2) Cover with water--filtered, if available.
3) Add rice vinegar. You can use apple cider vinegar if you would rather. I simply prefer the flavour of my broth when I use rice vinegar. From a health standpoint, either works since the purpose of adding vinegar is to help lower the pH of the broth in order to pull alkalizing minerals, such as calcium and magnensium, out of the bones.
4) Bring broth to a boil.
5) Reduce heat so that the broth is just simmering. Spoon off the scum that rises to the top. My Polish grandmother always used to do this. I never realized what a big difference it made to the flavour of the finished product until I skipped the step a few times.
6) Option #1: Reduce to lowest heat and cover. Simmer for 12-24 hours, making sure to check your broth often to ensure that it is safely cooking away and that it hasn't reduced too much. If your water has dropped below "The Veggie Line," you can just top up with more water.
Option #2: Allow to cool and transfer to slow cooker. Cook on high for 12 to 24 hours. My slow cooker has a timer. That makes this process feel so much less laborious. If you opt for this method, I would still check your water line every now and again. It would be most unfortunate if too much water evaporated and spoiled (i.e. burned) your broth. (This happened to me once and was very disappointing.)
7) If you feel fancy, you can add parsley to your slow cooker about an hour or so before finish time. This adds a lot of extra minerals to your broth.
8 ) Once cooked, allow broth to cool. Strain your broth. You could do this with a colander placed over another big pot or you could use a slotted spoon to scoop out the vegetables and bones. Salt and pepper to taste.

> _Natural language region descriptions_
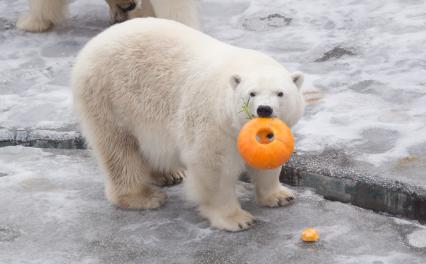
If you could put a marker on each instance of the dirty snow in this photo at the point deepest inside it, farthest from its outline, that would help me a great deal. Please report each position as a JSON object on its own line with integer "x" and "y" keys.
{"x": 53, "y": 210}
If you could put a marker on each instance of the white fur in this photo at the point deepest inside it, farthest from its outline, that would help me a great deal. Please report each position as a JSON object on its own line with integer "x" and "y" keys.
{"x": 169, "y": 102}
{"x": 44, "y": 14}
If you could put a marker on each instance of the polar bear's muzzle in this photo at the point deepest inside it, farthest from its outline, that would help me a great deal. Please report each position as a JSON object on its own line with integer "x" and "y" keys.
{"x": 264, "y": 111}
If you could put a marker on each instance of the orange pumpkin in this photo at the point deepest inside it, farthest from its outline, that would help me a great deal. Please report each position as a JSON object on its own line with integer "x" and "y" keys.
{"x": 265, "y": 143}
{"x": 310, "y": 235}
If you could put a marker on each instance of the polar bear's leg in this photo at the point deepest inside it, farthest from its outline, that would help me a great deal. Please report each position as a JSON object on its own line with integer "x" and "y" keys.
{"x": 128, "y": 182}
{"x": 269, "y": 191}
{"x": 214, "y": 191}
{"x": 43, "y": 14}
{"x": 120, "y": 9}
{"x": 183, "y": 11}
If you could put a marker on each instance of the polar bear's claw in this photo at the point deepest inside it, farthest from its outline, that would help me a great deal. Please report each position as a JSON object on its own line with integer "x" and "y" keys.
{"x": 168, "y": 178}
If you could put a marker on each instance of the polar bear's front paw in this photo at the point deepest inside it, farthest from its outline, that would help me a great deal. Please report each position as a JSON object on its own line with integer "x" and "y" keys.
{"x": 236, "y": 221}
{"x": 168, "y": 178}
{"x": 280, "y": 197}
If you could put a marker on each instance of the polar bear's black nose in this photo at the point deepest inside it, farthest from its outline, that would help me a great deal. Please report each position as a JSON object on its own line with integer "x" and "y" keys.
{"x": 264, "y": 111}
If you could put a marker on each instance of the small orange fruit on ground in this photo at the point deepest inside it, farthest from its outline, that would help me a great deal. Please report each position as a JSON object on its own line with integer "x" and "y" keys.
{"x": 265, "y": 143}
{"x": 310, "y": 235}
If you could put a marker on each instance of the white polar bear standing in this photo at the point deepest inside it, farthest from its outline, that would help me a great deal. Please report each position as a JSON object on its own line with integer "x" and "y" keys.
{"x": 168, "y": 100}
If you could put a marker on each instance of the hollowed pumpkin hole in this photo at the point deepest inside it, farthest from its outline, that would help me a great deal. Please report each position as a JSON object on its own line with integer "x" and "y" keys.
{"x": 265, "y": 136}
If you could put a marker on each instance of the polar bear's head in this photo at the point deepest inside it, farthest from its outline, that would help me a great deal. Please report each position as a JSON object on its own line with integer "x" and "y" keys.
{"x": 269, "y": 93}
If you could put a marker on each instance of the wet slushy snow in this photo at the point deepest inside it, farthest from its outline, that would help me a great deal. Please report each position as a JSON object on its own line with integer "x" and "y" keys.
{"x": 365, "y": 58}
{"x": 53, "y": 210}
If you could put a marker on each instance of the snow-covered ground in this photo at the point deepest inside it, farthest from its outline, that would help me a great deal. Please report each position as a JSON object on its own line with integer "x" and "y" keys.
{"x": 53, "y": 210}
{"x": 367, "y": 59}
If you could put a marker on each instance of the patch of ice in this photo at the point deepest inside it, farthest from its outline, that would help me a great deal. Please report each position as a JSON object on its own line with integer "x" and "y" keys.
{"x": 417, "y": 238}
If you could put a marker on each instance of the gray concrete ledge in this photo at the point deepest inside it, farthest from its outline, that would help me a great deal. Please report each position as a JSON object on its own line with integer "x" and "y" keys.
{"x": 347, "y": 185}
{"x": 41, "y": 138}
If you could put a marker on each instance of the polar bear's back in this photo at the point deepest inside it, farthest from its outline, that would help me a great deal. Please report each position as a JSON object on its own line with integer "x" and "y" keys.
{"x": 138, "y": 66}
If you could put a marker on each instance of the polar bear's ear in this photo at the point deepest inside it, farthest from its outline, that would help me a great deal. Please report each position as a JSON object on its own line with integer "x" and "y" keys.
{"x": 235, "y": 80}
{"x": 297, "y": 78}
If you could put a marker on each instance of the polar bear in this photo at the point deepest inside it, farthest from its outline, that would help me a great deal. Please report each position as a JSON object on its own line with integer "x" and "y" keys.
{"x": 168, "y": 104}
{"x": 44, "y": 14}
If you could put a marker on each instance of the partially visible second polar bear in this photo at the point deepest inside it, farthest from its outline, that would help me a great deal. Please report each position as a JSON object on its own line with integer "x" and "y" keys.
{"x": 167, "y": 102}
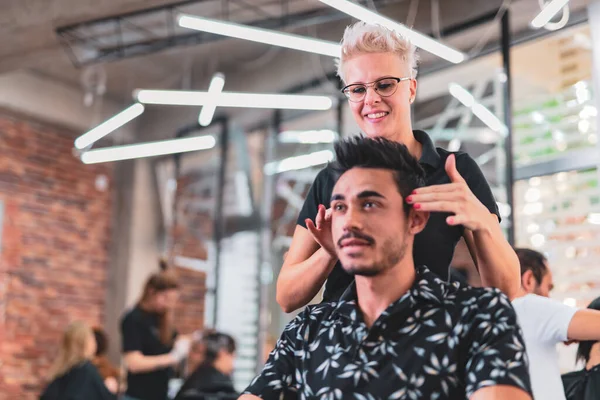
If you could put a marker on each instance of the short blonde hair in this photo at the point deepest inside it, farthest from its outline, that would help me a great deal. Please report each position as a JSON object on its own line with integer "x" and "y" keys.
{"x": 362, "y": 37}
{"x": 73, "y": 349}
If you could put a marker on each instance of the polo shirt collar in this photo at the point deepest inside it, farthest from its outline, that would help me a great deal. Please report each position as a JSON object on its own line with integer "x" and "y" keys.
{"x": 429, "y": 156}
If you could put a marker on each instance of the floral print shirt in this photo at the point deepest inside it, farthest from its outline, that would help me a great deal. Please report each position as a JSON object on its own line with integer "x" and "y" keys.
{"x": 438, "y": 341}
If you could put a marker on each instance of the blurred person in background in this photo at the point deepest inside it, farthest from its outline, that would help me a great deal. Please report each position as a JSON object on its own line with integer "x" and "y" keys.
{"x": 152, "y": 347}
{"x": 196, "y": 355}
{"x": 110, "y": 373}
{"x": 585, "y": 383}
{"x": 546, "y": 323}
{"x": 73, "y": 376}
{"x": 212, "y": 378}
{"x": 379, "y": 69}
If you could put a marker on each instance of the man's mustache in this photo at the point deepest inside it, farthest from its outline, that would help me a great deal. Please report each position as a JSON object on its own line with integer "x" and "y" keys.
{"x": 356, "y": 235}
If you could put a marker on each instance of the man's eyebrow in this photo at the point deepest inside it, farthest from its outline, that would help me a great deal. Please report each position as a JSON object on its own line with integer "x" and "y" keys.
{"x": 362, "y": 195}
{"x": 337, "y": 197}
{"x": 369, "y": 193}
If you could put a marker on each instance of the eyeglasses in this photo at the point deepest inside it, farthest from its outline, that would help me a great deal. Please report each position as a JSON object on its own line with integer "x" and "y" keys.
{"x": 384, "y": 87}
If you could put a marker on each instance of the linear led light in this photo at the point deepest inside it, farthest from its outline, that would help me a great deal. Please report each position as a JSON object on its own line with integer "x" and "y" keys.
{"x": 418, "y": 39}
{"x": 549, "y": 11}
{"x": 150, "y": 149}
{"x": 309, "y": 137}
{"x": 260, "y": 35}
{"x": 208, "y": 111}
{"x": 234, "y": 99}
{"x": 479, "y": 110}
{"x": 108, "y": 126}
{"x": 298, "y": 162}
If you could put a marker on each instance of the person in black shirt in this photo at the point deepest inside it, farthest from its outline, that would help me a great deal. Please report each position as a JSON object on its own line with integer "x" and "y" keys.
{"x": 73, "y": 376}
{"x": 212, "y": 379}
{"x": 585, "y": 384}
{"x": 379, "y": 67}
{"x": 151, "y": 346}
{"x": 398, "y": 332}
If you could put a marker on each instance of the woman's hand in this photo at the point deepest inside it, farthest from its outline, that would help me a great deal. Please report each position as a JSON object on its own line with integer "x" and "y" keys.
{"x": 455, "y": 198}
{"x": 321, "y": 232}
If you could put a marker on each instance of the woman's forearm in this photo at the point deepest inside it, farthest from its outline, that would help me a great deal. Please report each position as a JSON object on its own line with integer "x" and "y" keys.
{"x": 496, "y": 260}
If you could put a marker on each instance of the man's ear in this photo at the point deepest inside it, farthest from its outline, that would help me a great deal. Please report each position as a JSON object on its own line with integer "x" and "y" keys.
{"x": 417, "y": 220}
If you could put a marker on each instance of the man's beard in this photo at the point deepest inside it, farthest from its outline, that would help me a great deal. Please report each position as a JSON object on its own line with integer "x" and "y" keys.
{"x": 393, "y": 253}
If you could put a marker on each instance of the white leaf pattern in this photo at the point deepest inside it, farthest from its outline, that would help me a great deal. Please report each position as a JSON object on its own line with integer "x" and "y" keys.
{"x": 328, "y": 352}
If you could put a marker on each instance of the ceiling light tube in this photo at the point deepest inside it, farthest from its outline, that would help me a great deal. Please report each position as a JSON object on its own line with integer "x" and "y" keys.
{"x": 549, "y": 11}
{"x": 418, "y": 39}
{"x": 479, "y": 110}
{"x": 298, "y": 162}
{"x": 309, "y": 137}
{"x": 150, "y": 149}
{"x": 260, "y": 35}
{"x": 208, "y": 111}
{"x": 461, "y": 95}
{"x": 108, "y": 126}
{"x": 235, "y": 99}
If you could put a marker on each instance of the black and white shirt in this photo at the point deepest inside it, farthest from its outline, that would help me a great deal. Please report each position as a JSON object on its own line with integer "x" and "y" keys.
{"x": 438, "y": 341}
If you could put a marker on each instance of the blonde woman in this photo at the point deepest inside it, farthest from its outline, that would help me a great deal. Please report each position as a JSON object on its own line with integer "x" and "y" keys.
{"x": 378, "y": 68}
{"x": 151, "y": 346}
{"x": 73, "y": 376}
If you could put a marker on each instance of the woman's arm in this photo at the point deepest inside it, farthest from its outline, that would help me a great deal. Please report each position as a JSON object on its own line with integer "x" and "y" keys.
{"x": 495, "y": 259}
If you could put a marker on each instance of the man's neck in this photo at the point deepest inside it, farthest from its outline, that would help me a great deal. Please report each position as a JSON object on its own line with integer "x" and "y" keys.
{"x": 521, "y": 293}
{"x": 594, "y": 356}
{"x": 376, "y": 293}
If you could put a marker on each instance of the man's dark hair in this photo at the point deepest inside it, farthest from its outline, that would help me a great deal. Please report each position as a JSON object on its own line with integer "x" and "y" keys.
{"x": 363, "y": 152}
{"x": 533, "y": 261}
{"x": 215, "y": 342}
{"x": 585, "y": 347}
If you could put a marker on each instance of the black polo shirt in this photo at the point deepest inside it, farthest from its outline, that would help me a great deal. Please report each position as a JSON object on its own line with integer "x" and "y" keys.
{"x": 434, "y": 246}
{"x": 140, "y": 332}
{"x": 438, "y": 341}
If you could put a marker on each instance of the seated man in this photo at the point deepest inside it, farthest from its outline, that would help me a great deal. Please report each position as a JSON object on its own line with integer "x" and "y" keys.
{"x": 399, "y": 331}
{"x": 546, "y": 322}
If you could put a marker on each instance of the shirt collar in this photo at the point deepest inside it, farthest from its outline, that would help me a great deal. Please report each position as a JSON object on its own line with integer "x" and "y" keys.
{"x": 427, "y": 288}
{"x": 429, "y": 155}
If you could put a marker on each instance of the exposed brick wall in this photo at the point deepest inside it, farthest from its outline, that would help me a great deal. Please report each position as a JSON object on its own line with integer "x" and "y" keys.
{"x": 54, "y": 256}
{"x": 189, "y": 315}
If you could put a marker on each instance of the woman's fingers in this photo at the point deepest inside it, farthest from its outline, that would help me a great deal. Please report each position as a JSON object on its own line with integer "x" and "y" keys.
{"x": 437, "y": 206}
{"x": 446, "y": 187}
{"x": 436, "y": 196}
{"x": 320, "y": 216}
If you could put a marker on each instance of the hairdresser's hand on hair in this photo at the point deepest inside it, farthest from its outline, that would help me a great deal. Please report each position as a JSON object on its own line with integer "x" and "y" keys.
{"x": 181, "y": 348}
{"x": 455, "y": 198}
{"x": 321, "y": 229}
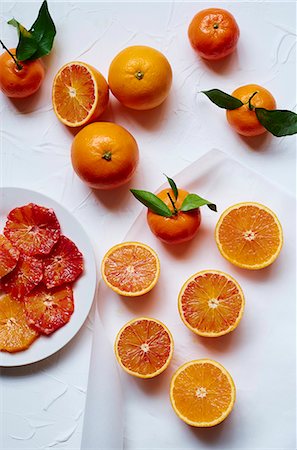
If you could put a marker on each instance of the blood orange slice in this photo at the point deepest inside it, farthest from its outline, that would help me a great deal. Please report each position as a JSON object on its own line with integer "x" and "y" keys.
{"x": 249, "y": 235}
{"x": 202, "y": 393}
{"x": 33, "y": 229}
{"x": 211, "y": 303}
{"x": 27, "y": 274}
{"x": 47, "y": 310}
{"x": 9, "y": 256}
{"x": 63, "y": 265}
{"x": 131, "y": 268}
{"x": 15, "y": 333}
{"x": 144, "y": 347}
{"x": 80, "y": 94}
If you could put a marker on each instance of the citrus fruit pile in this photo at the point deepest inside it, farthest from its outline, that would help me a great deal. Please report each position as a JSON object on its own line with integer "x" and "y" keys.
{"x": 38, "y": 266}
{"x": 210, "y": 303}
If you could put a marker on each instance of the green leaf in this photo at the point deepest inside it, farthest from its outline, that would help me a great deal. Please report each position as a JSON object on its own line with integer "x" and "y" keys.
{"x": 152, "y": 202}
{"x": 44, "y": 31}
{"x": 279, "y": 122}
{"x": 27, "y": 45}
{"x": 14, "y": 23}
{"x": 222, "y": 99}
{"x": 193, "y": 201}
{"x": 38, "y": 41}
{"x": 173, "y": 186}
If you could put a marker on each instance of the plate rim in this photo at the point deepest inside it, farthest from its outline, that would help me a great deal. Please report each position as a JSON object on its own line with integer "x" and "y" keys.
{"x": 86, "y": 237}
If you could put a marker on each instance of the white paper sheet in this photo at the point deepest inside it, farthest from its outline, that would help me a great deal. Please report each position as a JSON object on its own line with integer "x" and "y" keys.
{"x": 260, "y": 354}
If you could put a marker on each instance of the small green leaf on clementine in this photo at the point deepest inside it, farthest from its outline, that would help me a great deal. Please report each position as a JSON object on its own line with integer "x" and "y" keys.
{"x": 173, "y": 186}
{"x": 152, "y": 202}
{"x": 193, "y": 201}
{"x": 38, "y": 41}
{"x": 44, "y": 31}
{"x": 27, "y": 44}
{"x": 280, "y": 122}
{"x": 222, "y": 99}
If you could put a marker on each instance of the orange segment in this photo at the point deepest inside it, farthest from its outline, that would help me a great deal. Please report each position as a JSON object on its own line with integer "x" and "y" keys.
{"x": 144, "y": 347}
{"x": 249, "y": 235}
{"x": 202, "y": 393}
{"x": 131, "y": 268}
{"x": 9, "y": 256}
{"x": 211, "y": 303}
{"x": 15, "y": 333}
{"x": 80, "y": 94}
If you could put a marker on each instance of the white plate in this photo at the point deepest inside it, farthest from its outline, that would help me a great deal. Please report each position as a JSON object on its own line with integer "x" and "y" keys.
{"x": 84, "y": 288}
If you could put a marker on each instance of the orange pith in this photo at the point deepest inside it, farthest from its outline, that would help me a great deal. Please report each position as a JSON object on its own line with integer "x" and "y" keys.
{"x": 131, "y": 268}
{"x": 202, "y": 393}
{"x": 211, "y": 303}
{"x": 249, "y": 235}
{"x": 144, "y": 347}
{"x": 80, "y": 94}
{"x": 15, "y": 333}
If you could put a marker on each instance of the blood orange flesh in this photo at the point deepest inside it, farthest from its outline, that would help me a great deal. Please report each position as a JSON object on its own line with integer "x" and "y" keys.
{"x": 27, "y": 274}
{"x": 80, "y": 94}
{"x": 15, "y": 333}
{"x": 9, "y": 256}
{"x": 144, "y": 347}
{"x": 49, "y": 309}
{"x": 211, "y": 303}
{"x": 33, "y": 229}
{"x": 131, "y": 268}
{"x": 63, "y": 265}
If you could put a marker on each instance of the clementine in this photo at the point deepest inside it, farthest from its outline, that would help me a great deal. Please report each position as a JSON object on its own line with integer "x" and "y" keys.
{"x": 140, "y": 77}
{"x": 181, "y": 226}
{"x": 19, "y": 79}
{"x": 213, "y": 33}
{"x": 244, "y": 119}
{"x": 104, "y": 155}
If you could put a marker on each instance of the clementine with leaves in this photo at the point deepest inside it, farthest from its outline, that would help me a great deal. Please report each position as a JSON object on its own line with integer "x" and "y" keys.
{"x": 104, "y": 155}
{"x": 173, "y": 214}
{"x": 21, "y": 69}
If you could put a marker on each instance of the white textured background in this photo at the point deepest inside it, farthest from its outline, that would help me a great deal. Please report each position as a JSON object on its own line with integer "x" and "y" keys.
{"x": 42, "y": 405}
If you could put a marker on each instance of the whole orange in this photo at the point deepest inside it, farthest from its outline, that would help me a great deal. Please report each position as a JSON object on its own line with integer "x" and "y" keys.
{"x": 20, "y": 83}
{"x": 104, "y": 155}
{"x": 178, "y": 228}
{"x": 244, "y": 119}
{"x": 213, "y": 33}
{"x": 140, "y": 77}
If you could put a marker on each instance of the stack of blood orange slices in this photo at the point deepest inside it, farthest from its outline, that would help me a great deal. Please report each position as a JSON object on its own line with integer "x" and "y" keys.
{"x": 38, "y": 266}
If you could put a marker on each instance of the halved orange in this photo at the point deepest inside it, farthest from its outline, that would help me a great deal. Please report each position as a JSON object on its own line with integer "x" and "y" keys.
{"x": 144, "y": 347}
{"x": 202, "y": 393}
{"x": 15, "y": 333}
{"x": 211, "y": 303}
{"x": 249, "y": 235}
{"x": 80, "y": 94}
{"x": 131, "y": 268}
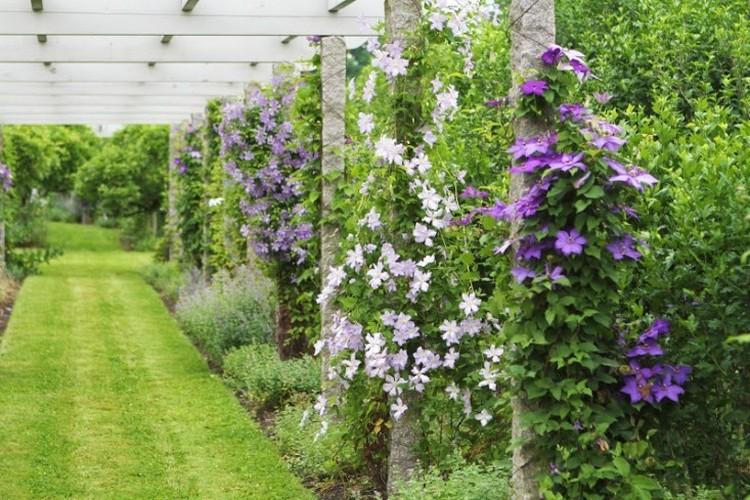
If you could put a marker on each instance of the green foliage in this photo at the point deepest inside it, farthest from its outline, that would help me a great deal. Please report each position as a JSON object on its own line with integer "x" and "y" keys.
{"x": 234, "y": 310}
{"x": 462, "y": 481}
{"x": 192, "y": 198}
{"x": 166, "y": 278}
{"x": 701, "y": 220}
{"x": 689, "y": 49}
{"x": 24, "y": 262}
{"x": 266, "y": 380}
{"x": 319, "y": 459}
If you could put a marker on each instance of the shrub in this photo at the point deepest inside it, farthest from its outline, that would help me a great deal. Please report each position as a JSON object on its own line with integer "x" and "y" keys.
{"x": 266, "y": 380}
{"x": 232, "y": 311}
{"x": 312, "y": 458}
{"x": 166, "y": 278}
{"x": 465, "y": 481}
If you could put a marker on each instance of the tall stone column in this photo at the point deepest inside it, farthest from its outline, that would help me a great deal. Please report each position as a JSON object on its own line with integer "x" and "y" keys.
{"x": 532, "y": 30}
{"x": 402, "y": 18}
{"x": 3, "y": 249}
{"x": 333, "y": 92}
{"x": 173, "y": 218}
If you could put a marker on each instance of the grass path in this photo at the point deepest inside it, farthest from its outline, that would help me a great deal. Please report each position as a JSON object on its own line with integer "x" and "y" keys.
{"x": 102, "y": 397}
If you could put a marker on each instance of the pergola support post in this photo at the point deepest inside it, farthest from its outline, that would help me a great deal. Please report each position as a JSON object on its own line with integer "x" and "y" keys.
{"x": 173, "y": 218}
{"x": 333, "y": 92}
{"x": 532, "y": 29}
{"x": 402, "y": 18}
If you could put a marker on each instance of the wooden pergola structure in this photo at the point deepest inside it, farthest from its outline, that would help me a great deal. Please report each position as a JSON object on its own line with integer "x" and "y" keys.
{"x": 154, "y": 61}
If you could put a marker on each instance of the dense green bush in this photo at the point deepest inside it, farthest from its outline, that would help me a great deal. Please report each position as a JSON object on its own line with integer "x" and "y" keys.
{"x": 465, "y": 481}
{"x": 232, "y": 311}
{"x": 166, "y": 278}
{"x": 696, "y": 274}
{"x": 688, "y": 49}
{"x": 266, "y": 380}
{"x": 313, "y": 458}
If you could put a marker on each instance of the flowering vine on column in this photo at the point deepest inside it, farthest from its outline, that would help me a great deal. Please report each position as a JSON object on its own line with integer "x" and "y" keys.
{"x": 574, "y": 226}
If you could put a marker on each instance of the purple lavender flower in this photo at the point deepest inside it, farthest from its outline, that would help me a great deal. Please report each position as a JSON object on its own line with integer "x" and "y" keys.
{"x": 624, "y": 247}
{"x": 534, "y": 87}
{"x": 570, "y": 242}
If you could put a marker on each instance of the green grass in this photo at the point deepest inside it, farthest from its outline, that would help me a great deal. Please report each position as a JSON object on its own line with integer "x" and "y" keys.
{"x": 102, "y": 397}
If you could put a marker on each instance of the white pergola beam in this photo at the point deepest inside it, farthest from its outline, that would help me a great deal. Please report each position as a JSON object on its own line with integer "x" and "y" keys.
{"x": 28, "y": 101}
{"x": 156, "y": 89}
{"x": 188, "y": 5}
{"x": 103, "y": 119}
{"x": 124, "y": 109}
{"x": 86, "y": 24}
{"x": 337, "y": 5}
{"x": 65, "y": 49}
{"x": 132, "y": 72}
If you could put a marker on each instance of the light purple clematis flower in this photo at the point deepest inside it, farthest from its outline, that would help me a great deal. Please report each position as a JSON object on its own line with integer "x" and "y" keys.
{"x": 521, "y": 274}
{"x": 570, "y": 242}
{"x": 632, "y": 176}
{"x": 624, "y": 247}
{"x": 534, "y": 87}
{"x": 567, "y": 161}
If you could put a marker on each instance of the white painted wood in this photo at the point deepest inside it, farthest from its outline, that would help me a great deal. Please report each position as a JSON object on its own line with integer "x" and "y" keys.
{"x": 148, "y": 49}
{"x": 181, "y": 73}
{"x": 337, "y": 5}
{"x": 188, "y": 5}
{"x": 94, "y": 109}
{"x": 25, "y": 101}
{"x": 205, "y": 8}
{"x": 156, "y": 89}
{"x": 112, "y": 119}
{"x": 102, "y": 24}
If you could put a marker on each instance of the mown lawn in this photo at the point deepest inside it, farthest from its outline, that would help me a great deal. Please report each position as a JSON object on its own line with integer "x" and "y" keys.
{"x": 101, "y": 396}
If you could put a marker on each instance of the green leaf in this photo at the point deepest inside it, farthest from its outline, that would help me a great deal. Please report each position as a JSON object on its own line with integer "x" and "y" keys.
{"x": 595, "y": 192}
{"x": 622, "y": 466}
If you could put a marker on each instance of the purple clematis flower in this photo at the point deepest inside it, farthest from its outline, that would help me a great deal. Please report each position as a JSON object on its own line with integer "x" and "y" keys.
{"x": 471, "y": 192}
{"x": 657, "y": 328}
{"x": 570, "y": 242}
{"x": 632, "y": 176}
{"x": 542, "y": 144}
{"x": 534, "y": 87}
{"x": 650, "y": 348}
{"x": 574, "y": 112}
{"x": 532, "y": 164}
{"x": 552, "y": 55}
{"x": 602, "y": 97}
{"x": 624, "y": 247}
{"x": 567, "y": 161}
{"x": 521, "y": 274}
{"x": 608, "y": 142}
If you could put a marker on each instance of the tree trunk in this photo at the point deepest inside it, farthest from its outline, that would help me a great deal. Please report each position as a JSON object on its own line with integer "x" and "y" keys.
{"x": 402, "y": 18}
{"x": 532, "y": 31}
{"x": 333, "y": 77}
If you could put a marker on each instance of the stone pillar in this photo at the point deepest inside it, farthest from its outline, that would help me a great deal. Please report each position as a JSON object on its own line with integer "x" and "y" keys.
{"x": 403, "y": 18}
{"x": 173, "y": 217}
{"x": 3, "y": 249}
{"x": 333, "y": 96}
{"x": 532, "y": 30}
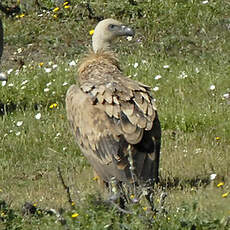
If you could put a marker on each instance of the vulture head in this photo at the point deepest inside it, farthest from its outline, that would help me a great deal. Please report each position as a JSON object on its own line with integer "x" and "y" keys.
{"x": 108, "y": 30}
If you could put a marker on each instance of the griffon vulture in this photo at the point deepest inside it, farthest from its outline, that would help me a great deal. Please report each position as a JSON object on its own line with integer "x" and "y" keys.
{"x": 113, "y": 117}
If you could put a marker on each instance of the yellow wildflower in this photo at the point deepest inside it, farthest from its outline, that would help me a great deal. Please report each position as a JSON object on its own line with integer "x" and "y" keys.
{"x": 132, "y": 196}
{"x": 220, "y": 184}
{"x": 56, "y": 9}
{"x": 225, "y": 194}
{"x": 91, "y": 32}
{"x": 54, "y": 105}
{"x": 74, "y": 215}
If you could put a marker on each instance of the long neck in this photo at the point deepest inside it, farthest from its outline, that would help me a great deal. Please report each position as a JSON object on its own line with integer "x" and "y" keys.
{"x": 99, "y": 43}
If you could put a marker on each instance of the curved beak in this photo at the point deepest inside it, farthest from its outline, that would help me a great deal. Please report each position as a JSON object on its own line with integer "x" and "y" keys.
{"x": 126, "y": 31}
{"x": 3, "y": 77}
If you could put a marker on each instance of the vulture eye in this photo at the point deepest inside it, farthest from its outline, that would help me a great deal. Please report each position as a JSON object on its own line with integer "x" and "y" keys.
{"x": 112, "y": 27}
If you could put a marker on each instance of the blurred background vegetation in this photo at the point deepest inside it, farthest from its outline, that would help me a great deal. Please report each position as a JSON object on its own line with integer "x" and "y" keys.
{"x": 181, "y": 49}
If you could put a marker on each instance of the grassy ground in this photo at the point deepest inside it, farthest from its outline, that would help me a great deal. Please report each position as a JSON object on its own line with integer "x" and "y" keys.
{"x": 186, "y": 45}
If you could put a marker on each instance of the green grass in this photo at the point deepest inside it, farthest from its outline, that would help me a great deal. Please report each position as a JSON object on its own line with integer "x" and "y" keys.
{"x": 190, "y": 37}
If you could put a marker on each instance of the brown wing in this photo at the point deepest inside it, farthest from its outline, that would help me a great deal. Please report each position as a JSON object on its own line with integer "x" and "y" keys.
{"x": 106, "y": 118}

> _CHECK YOUR UNDERSTANDING_
1 – Please extract from the broth recipe the passage starting with "3) Add rice" and going on through "of the bones.".
2 – State whether each statement agrees with the broth recipe, answering yes or no and quoting the words that decide it: (a) Apple cider vinegar can replace rice vinegar. (b) In the slow cooker option, the broth cooks on low. (c) Parsley goes in at the start of cooking.
3 – Translate this sentence from the broth recipe into Spanish: "Spoon off the scum that rises to the top."

> _TASK RESULTS_
1 –
3) Add rice vinegar. You can use apple cider vinegar if you would rather. I simply prefer the flavour of my broth when I use rice vinegar. From a health standpoint, either works since the purpose of adding vinegar is to help lower the pH of the broth in order to pull alkalizing minerals, such as calcium and magnensium, out of the bones.

2 –
(a) Yes: "You can use apple cider vinegar if you would rather."
(b) No: "Cook on high for 12 to 24 hours."
(c) No: "add parsley to your slow cooker about an hour or so before finish time."

3 – Retire con una cuchara la espuma que sube a la superficie.